The task:
Repeat each record exactly, skipping the pictures.

Available records:
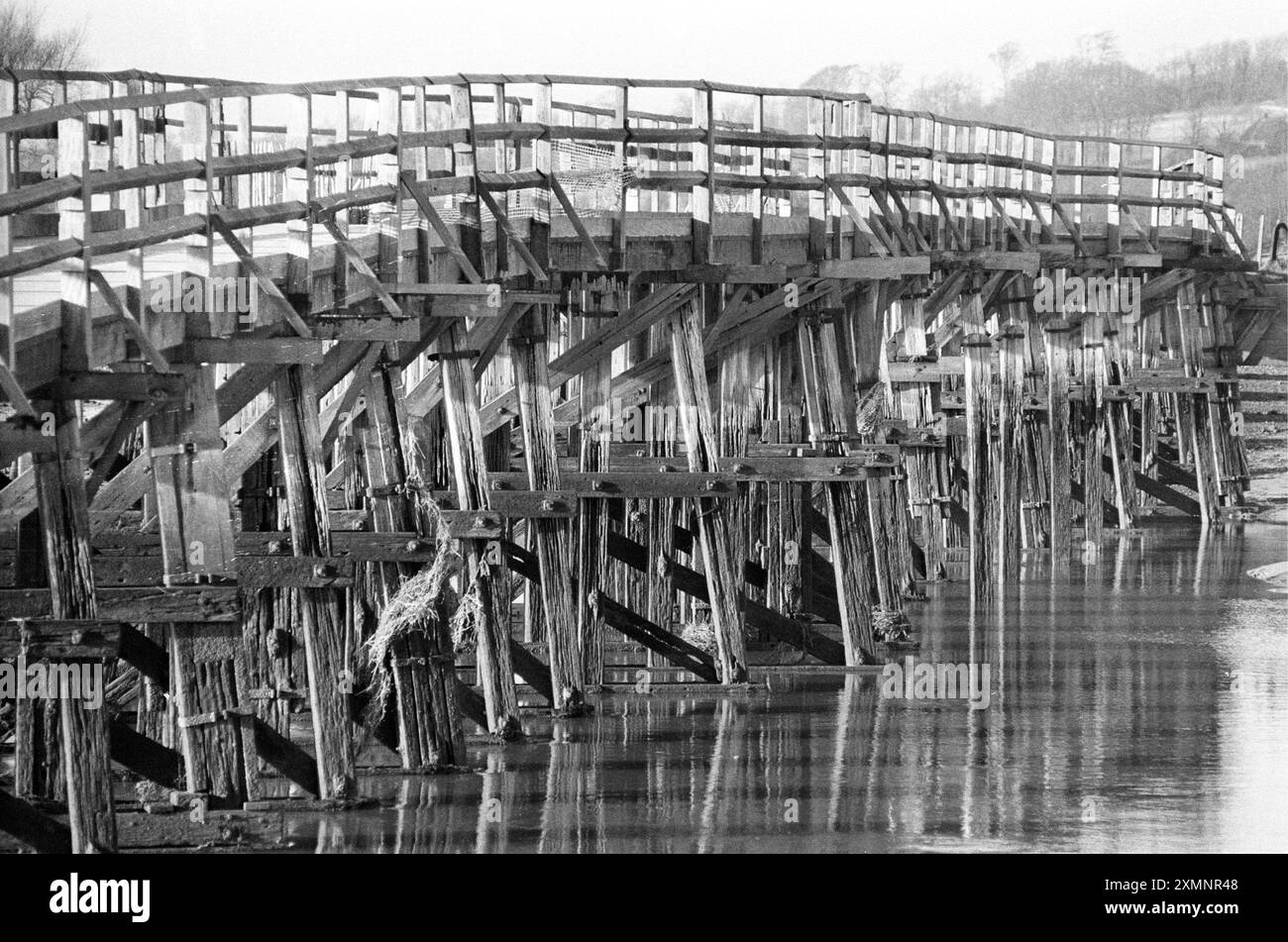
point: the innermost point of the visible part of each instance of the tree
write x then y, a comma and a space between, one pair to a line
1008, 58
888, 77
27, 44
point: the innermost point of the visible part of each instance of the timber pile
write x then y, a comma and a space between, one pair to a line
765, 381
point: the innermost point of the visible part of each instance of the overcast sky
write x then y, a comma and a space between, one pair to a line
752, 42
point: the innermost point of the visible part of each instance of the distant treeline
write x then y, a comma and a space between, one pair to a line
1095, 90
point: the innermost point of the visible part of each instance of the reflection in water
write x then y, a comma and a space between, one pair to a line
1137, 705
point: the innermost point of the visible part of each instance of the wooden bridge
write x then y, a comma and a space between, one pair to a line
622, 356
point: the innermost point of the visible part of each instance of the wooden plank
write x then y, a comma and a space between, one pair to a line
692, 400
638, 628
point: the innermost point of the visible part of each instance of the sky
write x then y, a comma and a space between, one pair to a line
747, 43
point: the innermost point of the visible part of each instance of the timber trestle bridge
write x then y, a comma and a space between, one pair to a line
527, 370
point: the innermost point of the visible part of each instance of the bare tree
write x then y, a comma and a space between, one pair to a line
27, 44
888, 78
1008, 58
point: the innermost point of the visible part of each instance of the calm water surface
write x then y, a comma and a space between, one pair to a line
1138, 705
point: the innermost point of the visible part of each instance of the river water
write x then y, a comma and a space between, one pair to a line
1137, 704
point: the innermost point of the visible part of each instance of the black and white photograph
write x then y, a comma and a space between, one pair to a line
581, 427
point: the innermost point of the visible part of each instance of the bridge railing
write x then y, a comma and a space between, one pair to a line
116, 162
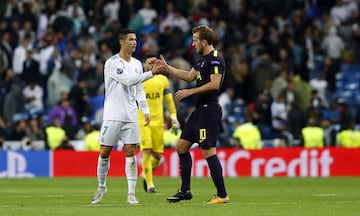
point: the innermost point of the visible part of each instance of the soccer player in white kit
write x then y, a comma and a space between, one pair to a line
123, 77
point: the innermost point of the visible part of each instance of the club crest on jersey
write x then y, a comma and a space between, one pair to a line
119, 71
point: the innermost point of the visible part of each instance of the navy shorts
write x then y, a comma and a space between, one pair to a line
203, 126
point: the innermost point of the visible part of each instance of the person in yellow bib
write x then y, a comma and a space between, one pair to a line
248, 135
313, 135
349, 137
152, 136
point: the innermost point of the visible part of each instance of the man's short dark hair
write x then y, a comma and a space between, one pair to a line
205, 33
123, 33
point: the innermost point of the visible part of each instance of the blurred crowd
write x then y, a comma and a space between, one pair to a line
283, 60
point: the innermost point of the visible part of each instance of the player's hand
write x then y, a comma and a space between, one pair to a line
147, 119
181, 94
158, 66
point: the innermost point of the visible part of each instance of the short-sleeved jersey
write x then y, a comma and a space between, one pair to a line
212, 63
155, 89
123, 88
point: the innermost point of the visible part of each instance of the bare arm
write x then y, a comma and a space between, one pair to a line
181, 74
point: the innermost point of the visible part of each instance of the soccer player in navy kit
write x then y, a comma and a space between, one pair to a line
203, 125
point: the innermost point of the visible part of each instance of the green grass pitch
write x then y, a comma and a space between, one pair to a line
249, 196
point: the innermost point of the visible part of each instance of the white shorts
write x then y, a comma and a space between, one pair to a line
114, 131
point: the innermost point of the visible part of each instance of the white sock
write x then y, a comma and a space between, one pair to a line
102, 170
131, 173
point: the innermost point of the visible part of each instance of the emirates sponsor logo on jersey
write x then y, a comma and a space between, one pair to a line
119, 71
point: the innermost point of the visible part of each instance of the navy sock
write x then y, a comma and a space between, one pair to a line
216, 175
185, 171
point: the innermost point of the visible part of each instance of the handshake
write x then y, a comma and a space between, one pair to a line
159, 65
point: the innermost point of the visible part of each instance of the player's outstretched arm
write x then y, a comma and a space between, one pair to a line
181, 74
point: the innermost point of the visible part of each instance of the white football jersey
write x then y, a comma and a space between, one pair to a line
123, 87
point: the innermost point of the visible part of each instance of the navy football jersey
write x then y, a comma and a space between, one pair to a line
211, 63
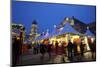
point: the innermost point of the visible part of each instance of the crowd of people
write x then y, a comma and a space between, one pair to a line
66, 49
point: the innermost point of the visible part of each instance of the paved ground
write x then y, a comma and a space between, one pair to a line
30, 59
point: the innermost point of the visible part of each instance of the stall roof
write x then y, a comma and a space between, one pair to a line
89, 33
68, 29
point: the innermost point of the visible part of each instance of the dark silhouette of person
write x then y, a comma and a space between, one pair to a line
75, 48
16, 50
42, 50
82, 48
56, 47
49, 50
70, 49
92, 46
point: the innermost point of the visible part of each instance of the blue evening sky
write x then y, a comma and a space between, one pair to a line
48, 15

Reply to the exercise:
point: the innermost point of the visible part of each instance of the tree
write x then y, a comma and a space between, one pair to a line
1008, 58
888, 77
27, 44
point: the innermost point of the visible part of each instance of the timber pile
write x then y, a comma and a space between, one pair to a line
765, 381
point: the innermost point of the visible part of each instance of the overcast sky
write x then y, a comma and a space between, one pair to a line
752, 42
point: the innermost point of the visible part of each instance of the distant treeline
write x then y, a comma and a space between, one pair to a line
1095, 90
point: the innermost point of the visible part of each instance of the reflection in water
write x then y, a comma and a space between, one pair to a line
1137, 705
point: the innermost point of the visible part of each instance of the wooden bridge
write x then y, a comma and a space between, one pair to a line
622, 356
point: the innermost point of the visible part of each instance of the wooden plank
write x then y, a comma and a space between, one pair to a line
692, 400
638, 628
point: the innermost point of the visible part of each instance of the sky
write x then y, a comma and a space between, one pair to a line
747, 43
point: the innermost point of the visible part of each instance of the timber trestle bridge
write x then y, a comma and a space between, one pair to a line
527, 370
point: the innermost point of the visible part of each instance of the bare tree
write x then y, a comma and a space between, one pair to a line
27, 44
888, 78
1008, 58
point: the innermost point of the visible part of each instance of the calm water surface
write x then y, a comma and a space between, one pair to a line
1138, 705
point: the innermost point of the visible part of each instance of the river water
write x then y, a comma and a space between, one pair to a line
1137, 704
point: the innermost point of the visible part of each instance of the black and white photograph
write x then y, a comma and a space between, one pair to a line
581, 427
point: the innermost point of the visible part of each instance of the bridge railing
write x then y, a comma and a space between, one pair to a line
116, 162
point: the innermost point of the visible part of each instance of the soccer player in white kit
write x then y, a comma and a space between, one pair to a line
123, 77
point: the innermost point of the visible part of each instance of the club crest on jersey
write x then y, a comma and a space between, one pair to a line
119, 71
point: the innermost point of the visible part of each instance of the navy shorts
write x then y, a comma and a space between, one pair to a line
203, 126
point: the innermost point of the visible part of each instance of the person in yellow bib
write x then y, a comma and a space between, one pair to a line
248, 135
313, 135
349, 137
152, 136
point: the innermost point of the visible part of each instance of the man's short dark hair
write x then y, a comma and a space between, one pair to a line
205, 33
123, 33
point: the innermost point of the visible part of each instance of the blurred crowd
write x then y, a comma and a space between, one pair to a line
283, 60
point: the innermost point of the visible part of each instance of the player's hand
write x then y, a comma and a space between, one pair to a line
147, 119
181, 94
158, 66
point: the innermost point of the visible part of each instance of the short-sleeved jersey
write x then y, a comma and a space between, one pair to a line
212, 63
155, 89
123, 88
point: the innermost point of the visible part of each instance of the bare arm
write x then y, a comma and a space between, one pair to a line
181, 74
point: the innermost point of the visible part of each instance of the soccer player in navy kit
write x then y, a comma and a space between, one pair to a line
203, 125
point: the innermost point of the visible part of each instance of the green grass pitch
write x then y, a comma and a space between, one pair to a line
249, 196
point: the innermost point of the visible part of each instance of the white shorts
write x then y, a comma and a space between, one pair to a line
114, 131
point: the innermost point of the visible part of each instance of the white sock
write x then y, a comma and a space between, one pair to a line
102, 170
131, 173
point: the innermost point of the visible part of each instance of the emirates sponsor logo on jersey
write x then y, a comma and a space between, one pair to a line
119, 71
point: the innermost point of the visible part of each instance of the navy sock
write x then y, a comma and a space between, one pair to a line
216, 175
185, 171
point: the innermost point of the visible part of each instance of the handshake
write x then y, a comma and a space between, one pair to a line
159, 65
point: the innermost point of the visible part of each instance of the player's outstretched arm
write x then y, a comma and a space between, one pair to a line
181, 74
point: the innermost point of the visible part of each instance of the white football jersey
write x then y, a comma and a space between, one pair to a line
123, 87
point: the innermost point of the visible part of each instance of the navy football jersey
write x then y, a comma and a space between, one pair to a line
211, 63
point: the innermost point of the visible part of each instance of the crowd of people
write x then y, a comma and a space between, one pair to a line
66, 49
point: the innermost point of the visible part of each instance of the paved ground
write x then y, a comma and a space between, one pair to a line
30, 59
point: the innermost point of the visible part of each instance of the stall roof
write x then y, a comma and a space between, one pair to a line
89, 33
68, 29
point: the innermost point of the visible part of each instance of the dark silhouette of person
write x then y, a comma and a space between, one pair to a line
75, 48
16, 50
42, 50
82, 48
56, 47
49, 50
70, 49
92, 46
point: the innermost point of the visible part of each instance of the blue evening sky
write x then y, a comma and a space between, one pair to a line
48, 15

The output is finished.